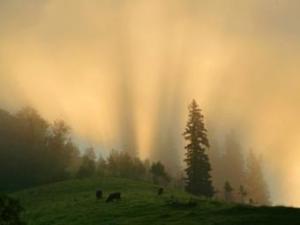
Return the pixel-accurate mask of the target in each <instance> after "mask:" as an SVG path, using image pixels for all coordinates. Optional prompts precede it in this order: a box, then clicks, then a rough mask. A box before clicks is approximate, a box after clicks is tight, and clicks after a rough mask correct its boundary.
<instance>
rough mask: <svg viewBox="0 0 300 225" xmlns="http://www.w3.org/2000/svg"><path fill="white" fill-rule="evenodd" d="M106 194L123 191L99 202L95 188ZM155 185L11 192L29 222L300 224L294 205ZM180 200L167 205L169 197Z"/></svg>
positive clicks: (26, 219)
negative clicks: (18, 198) (193, 191)
mask: <svg viewBox="0 0 300 225" xmlns="http://www.w3.org/2000/svg"><path fill="white" fill-rule="evenodd" d="M99 188H101V189H102V190H104V191H105V193H104V194H105V196H107V194H108V193H109V192H113V191H121V192H122V200H121V201H119V202H114V203H105V201H104V200H99V201H97V200H96V198H95V190H97V189H99ZM156 190H157V187H156V186H154V185H152V184H148V183H144V182H138V181H132V180H126V179H117V178H105V179H86V180H72V181H66V182H61V183H56V184H51V185H47V186H42V187H39V188H34V189H29V190H25V191H22V192H18V193H15V194H14V196H15V197H17V198H19V199H20V201H21V203H22V205H23V206H24V208H25V210H26V212H25V215H24V217H25V220H26V221H27V222H28V224H29V225H96V224H97V225H148V224H149V225H150V224H151V225H168V224H174V225H179V224H180V225H183V224H184V225H193V224H201V225H218V224H220V225H221V224H222V225H237V224H243V225H246V224H249V225H250V224H251V225H258V224H260V225H268V224H270V225H271V224H272V225H274V224H278V225H279V224H280V225H294V224H295V225H296V224H297V225H299V224H300V210H299V209H293V208H283V207H277V208H271V207H260V208H254V207H247V206H236V205H229V204H225V203H219V202H214V201H206V200H201V199H196V202H197V203H198V204H197V206H196V207H189V206H188V205H187V204H184V202H187V201H188V200H189V199H190V198H191V196H189V195H188V194H186V193H184V192H181V191H174V190H166V193H165V194H164V196H161V197H159V196H157V194H156ZM171 195H174V196H176V198H177V199H179V200H180V203H178V204H167V203H166V202H167V201H168V200H169V199H170V196H171Z"/></svg>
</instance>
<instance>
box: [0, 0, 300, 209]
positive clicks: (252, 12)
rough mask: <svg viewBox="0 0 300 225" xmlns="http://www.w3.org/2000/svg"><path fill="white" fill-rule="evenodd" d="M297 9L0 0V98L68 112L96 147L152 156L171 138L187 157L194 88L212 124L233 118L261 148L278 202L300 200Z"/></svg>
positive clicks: (73, 124)
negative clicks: (124, 149)
mask: <svg viewBox="0 0 300 225" xmlns="http://www.w3.org/2000/svg"><path fill="white" fill-rule="evenodd" d="M299 11H300V1H298V0H219V1H217V0H184V1H183V0H164V1H161V0H123V1H121V0H40V1H36V0H26V1H25V0H0V106H1V107H3V108H5V109H9V110H12V111H14V110H16V109H18V108H20V107H21V106H23V105H32V106H34V107H35V108H37V109H38V111H39V112H40V113H41V114H42V115H43V116H44V117H45V118H47V119H49V120H54V119H56V118H63V119H64V120H66V121H67V122H68V123H69V124H70V125H71V126H72V128H73V130H74V133H75V134H76V135H77V136H79V137H81V138H82V139H87V140H88V141H90V142H93V143H95V144H97V145H98V146H101V147H100V149H101V151H105V150H107V149H110V148H113V147H116V148H118V147H120V148H126V147H128V148H136V149H138V150H139V154H140V156H141V157H154V158H155V157H157V155H159V154H161V153H155V152H154V153H153V152H151V151H150V150H151V149H154V148H155V149H158V150H160V148H164V146H170V144H171V145H173V146H174V149H177V150H174V151H175V153H176V154H177V155H178V156H179V157H182V151H183V150H181V149H182V140H181V139H182V137H181V133H182V129H183V126H184V122H185V120H186V106H187V105H188V103H189V102H190V100H191V99H192V98H195V99H197V101H198V102H199V103H200V105H201V107H202V108H203V111H204V114H205V115H206V119H207V123H208V127H211V128H213V130H214V132H215V133H217V134H218V135H222V134H223V133H224V134H225V133H226V132H227V131H228V130H230V129H235V130H237V131H238V132H239V133H240V136H241V140H242V141H243V143H244V146H245V147H246V148H253V150H254V151H256V152H257V153H258V154H262V156H263V158H264V162H265V172H266V174H267V176H268V183H269V186H270V188H271V190H272V198H273V201H274V202H275V203H278V204H287V205H297V206H300V188H299V187H300V179H299V177H300V166H299V161H300V139H299V138H300V119H299V115H300V94H299V90H300V69H299V65H300V14H299ZM215 130H217V131H215ZM124 146H125V147H124ZM104 149H105V150H104Z"/></svg>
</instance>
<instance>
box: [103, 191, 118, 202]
mask: <svg viewBox="0 0 300 225" xmlns="http://www.w3.org/2000/svg"><path fill="white" fill-rule="evenodd" d="M115 200H121V193H120V192H115V193H111V194H109V196H108V198H107V199H106V202H113V201H115Z"/></svg>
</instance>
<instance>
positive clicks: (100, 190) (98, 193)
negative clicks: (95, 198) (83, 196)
mask: <svg viewBox="0 0 300 225" xmlns="http://www.w3.org/2000/svg"><path fill="white" fill-rule="evenodd" d="M102 197H103V192H102V191H101V190H97V191H96V198H97V199H101V198H102Z"/></svg>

:: EXERCISE OBJECTIVE ::
Show the lines where the word "rough" appears in the entries.

:: ANSWER TO THIS PROBLEM ::
Return the pixel-accurate mask of the target in each <instance> after "mask:" as an SVG path, using image pixels for all coordinates. Optional prompts precede it in this order: a box, then clicks, then a rough mask. A box before clicks is approximate, a box after clicks is tight, and clicks after a rough mask correct its boundary.
rough mask: <svg viewBox="0 0 300 225" xmlns="http://www.w3.org/2000/svg"><path fill="white" fill-rule="evenodd" d="M106 194L123 191L99 202L95 188ZM155 185L11 192L29 222L300 224L294 205ZM180 200L167 205L169 197Z"/></svg>
rough mask: <svg viewBox="0 0 300 225" xmlns="http://www.w3.org/2000/svg"><path fill="white" fill-rule="evenodd" d="M297 9L0 0V98L68 112L96 147L152 156L171 138L187 157L194 88L212 124L233 118L261 148L278 202L300 200Z"/></svg>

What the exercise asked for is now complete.